> **Text to read**
Global urgency: climate goals, resource pressures, and the case for change

Under the Paris Agreement transport targets, all signatories including EU and UK cities must accelerate decarbonisation, with 2050 being the year where net zero greenhouse gas emissions should be reached to meet the 1.5°C target.

However, growing resource scarcity, volatile supply chains, and mounting greenhouse gas emissions in transport have pushed the issue to the boardroom. Failure to address global warming potential (GWP) exposes operators and contractors to financial penalties and competitive exclusion. Integrating circular practices enhances climate resilience in mobility, safeguarding value for commercial, state and investor stakeholders.  

It is also expected that this issue will be regulated with EU Circular Economy Act expected to be introduced in 2026 and UK’s Circular Economy taskforce presenting their initial report in autumn 2025. 

The cost of linear transport models (and why change is inevitable)

> **Data listing**
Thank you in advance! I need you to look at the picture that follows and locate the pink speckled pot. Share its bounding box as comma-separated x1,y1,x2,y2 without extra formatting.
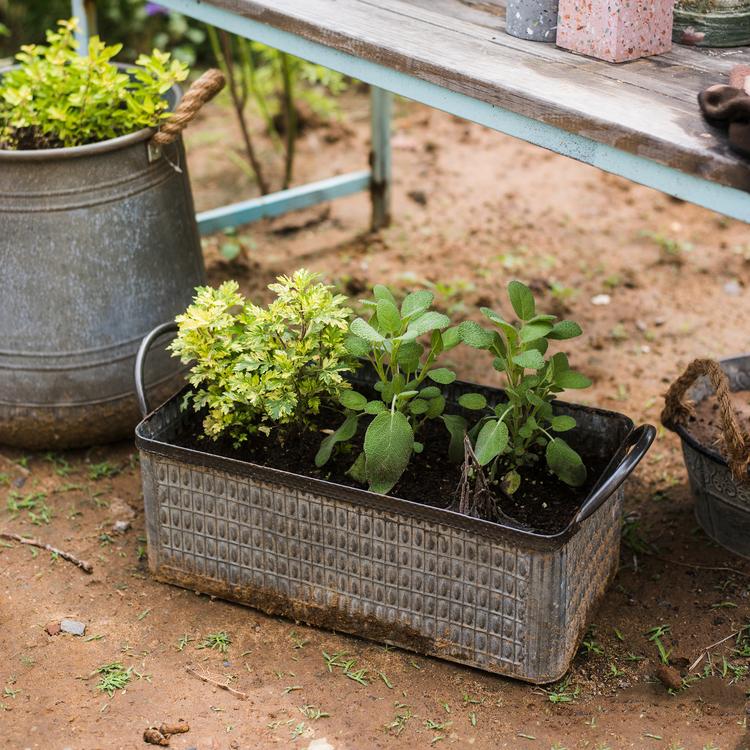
557,0,674,62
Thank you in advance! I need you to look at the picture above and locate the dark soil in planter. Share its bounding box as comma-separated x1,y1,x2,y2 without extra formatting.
169,414,606,534
686,391,750,458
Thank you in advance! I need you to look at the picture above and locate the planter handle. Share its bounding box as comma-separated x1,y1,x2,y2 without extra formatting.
151,68,224,147
575,424,656,524
134,320,177,417
661,359,750,482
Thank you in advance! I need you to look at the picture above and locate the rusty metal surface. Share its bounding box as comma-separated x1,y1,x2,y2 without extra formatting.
0,82,205,449
136,384,632,683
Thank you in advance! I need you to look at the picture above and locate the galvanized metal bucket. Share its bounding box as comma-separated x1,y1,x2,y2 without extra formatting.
0,69,223,449
136,324,655,683
665,355,750,558
672,0,750,47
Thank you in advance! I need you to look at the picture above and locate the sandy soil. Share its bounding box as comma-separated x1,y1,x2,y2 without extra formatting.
0,93,750,750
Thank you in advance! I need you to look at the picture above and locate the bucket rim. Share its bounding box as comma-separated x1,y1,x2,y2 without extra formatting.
0,63,182,161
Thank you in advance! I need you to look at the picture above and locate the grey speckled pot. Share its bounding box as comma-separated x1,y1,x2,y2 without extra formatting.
675,355,750,558
505,0,558,42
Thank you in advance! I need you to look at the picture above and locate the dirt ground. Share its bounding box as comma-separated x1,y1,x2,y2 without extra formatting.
0,85,750,750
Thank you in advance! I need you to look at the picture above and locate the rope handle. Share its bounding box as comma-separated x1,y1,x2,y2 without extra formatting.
151,68,224,146
661,359,750,482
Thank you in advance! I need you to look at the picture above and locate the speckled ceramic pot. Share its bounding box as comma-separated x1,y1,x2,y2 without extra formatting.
673,0,750,47
505,0,558,42
557,0,674,62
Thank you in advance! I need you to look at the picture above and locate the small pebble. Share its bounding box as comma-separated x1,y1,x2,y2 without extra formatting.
724,279,742,297
60,619,86,635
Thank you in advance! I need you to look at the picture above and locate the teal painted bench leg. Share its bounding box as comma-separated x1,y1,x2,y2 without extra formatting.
370,86,393,229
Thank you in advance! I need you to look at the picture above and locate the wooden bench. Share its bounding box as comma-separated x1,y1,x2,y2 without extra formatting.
107,0,750,226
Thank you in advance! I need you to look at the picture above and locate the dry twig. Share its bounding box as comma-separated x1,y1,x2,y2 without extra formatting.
185,667,247,701
0,531,94,573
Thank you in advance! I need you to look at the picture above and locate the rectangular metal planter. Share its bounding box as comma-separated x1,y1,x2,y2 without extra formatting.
136,374,653,683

> **What is expected**
From the passage on climate goals and transport, copy word for word everything from "Global urgency: climate" down to "and investor stakeholders.".

> **Finished exercise**
Global urgency: climate goals, resource pressures, and the case for change

Under the Paris Agreement transport targets, all signatories including EU and UK cities must accelerate decarbonisation, with 2050 being the year where net zero greenhouse gas emissions should be reached to meet the 1.5°C target.

However, growing resource scarcity, volatile supply chains, and mounting greenhouse gas emissions in transport have pushed the issue to the boardroom. Failure to address global warming potential (GWP) exposes operators and contractors to financial penalties and competitive exclusion. Integrating circular practices enhances climate resilience in mobility, safeguarding value for commercial, state and investor stakeholders.